原文抜粋:
● ● ●
○上島 雅彦 (竹田綜合病院精神科)
セッション情報
シンポジウム
シンポジウム102
精神科アウトリーチはいつ誰に必要なのか?-対象と実施主体別にみた支援の実際と仕組みづくり-
2023年6月24日(土) 13:15 〜 15:15 F会場 (パシフィコ横浜ノース 3F G312+G313)
司会:西尾 雅明(東北福祉大学総合福祉学部総合福祉学部), 渡邉 真里子(ちはやACTクリニック)
メインコーディネーター:渡邉 真里子(ちはやACTクリニック)
サブコーディネーター:西尾 雅明(東北福祉大学総合福祉学部総合福祉学部)
2022年に国連から出された障害者権利条約の対日調査において、「障害者が地域社会で自立して生活するために、入所施設から地域へ予算を再配分するよう調整し施設収容に終止符をうつ」ことが勧告された。2017年に厚生労働省が打ち出した「精神障害にも対応した地域包括ケアシステム」においても、通院・入院治療とともにアウトリーチ(訪問支援)の重要性が明記されており、国内外で地域に基盤を置いた精神保健福祉の推進が求められている。
重症者を対象とした多職種アウトリーチである包括的地域生活支援(Assertive Community Treatment: ACT)に関しては既に本学会でも何度か取り上げられ、その必要性は共有されているが、地域に基盤を置いた精神保健福祉を現実のものとするには、さらに多様なアウトリーチの形が求められる。そこでは本人の精神症状のみならず、抱えている身体疾患、本人や家族の疾病理解や周囲の協力が得られない等の困難な状況があり、必要な医療や支援が十分に届けられない結果として、入院や施設入所の長期化、自殺リスクの増加、本人周囲の家族や地域住民の負担増が持続していることが多い。しかしながら、アウトリーチが必要とされるケースほど本人や家族が自ら支援ニーズを発信することは難しいため、支援を届けるには精神科医療機関だけでなく、多様な機関が日頃から連携しアウトリーチに取り組んでいくことが肝要である。
さらに、アウトリーチに対する一般の理解が深まり日常の支援として定着するためには、診療報酬制度など支援提供機関にとっての経済的裏付けが欠かせないが、仕組みもめまぐるしく変動するなかで、どの仕組みを使うか戸惑うことも多い。昨今の現状として、訪問診療可能と標榜している医療機関は、精神科病院3%(令和2年7月日本精神科病院協会調査)、精神科診療所31%(令和4年6月日本精神科診療所協会調査)と未だ少なく、身近な診療手段とは言い難い現状がある。
上記の課題を受けて本シンポジウムでは、精神科長期入院患者の退院促進、保健所と連携した認知症を含む地域密着型支援、産婦人科や身体科訪問診療との在宅協働支援、行政・福祉が協働した発達障害支援など、様々な分野で必要な精神科アウトリーチについての実践を紹介する。登壇者は精神科病院、総合病院、精神科診療所、在宅支援診療所、精神保健福祉センターと様々な支援基盤で活動をしている。具体的な支援内容に加え、どのように他機関と連携してニーズを把握し、どのような診療報酬や仕組みを使ってアウトリーチを実践しているか、それぞれの工夫を紹介し、現状でできることと課題の双方を討論できればと考えている。
なお本シンポジウムのコーディネーターおよびシンポジストの5名はいずれも一般社団法人コミュニティメンタルヘルスアウトリーチ協会訪問医療部会の部会員であり、本シンポジウムの企画は一般社団法人コミュニティメンタルヘルスアウトリーチ協会の推薦を受けている。
● ● ●
提示された記録:

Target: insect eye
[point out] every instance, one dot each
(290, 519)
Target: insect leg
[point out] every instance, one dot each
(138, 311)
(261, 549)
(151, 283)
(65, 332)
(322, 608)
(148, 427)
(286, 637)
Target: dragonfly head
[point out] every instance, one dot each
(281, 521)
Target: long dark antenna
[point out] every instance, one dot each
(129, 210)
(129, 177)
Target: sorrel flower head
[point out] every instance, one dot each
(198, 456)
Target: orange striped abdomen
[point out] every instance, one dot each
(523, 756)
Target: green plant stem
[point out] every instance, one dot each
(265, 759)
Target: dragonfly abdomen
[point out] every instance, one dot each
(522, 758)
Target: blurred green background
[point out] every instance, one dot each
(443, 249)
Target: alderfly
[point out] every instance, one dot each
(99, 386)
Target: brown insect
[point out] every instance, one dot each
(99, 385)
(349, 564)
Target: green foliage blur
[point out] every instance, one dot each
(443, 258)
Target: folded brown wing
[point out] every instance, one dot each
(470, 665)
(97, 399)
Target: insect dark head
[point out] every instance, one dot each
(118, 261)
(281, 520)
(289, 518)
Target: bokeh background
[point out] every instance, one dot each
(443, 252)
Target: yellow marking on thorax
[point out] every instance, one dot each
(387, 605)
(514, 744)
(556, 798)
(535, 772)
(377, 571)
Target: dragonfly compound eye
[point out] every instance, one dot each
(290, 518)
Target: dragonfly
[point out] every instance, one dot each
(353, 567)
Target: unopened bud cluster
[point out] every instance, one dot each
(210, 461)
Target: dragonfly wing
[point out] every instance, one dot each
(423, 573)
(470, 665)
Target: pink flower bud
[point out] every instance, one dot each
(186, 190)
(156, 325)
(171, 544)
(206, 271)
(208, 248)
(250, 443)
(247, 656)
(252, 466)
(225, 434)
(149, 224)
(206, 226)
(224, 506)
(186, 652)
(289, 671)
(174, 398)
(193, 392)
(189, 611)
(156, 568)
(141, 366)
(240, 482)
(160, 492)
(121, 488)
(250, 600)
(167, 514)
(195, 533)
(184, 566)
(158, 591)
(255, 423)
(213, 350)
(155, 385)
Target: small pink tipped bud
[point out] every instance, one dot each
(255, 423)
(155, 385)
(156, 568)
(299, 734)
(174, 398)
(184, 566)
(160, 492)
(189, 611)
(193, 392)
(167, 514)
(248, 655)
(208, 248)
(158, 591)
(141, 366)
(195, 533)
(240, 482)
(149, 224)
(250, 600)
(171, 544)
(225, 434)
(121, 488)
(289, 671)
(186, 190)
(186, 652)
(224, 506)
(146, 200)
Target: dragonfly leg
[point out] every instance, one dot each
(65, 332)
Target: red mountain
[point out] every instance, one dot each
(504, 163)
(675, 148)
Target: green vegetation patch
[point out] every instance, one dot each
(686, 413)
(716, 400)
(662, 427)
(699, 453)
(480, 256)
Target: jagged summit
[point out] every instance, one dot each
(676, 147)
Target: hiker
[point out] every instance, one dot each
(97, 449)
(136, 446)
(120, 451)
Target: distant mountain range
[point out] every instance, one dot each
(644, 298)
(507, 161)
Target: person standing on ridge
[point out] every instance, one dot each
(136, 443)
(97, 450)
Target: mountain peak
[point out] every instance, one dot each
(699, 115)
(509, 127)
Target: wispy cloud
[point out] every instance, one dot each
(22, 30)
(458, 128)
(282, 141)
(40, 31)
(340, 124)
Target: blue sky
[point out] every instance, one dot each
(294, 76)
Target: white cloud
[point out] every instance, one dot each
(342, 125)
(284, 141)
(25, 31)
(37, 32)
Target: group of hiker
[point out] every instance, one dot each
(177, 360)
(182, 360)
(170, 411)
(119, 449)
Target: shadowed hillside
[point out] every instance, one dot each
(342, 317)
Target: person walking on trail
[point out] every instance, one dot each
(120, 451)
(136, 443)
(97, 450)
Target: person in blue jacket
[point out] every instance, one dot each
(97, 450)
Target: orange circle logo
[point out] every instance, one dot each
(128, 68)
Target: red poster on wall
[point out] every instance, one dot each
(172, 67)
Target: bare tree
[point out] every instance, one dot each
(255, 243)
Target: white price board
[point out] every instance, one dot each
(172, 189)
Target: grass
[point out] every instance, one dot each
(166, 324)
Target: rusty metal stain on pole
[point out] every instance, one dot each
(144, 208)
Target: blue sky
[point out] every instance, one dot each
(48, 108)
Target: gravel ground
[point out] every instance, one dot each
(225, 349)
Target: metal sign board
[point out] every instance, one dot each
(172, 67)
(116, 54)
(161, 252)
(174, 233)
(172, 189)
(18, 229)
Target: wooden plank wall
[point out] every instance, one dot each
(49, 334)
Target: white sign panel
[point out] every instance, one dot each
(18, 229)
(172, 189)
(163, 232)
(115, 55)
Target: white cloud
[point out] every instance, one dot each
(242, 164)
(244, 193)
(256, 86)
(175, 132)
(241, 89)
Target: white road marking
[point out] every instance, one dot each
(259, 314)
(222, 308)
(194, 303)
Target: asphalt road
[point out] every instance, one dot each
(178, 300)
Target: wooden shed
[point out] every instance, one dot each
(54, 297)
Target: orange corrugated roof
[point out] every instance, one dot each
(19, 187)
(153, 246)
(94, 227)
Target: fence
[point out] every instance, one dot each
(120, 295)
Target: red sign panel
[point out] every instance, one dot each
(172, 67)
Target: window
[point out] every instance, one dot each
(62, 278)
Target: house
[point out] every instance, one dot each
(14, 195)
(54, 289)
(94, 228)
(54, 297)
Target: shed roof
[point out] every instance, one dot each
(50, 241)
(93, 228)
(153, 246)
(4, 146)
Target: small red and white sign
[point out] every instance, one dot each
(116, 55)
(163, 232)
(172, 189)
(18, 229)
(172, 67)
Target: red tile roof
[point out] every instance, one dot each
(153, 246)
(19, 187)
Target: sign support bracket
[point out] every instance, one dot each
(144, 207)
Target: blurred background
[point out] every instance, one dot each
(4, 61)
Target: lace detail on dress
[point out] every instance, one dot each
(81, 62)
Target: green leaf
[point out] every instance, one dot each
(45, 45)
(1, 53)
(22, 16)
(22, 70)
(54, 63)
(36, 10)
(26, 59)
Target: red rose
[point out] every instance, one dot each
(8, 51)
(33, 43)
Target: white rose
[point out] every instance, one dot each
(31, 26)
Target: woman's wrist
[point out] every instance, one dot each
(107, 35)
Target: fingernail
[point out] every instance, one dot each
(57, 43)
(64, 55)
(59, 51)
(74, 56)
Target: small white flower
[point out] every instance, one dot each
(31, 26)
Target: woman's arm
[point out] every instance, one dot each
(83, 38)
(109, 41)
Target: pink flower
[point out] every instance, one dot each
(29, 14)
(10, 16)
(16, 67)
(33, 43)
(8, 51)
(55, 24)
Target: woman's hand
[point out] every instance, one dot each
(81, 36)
● ● ●
取り組む課題: 精神科アウトリーチに関するシンポジウム概要から、「サブコーディネーター:西尾 雅明(東北福祉大学総合福祉学部総合福祉学部)」で始まり「手段とは言い難い現状がある。」で終わる部分を一字一句違えずに書き写しなさい。

解答欄:
サブコーディネーター:西尾 雅明(東北福祉大学総合福祉学部総合福祉学部)
2022年に国連から出された障害者権利条約の対日調査において、「障害者が地域社会で自立して生活するために、入所施設から地域へ予算を再配分するよう調整し施設収容に終止符をうつ」ことが勧告された。2017年に厚生労働省が打ち出した「精神障害にも対応した地域包括ケアシステム」においても、通院・入院治療とともにアウトリーチ(訪問支援)の重要性が明記されており、国内外で地域に基盤を置いた精神保健福祉の推進が求められている。
重症者を対象とした多職種アウトリーチである包括的地域生活支援(Assertive Community Treatment: ACT)に関しては既に本学会でも何度か取り上げられ、その必要性は共有されているが、地域に基盤を置いた精神保健福祉を現実のものとするには、さらに多様なアウトリーチの形が求められる。そこでは本人の精神症状のみならず、抱えている身体疾患、本人や家族の疾病理解や周囲の協力が得られない等の困難な状況があり、必要な医療や支援が十分に届けられない結果として、入院や施設入所の長期化、自殺リスクの増加、本人周囲の家族や地域住民の負担増が持続していることが多い。しかしながら、アウトリーチが必要とされるケースほど本人や家族が自ら支援ニーズを発信することは難しいため、支援を届けるには精神科医療機関だけでなく、多様な機関が日頃から連携しアウトリーチに取り組んでいくことが肝要である。
さらに、アウトリーチに対する一般の理解が深まり日常の支援として定着するためには、診療報酬制度など支援提供機関にとっての経済的裏付けが欠かせないが、仕組みもめまぐるしく変動するなかで、どの仕組みを使うか戸惑うことも多い。昨今の現状として、訪問診療可能と標榜している医療機関は、精神科病院3%(令和2年7月日本精神科病院協会調査)、精神科診療所31%(令和4年6月日本精神科診療所協会調査)と未だ少なく、身近な診療手段とは言い難い現状がある。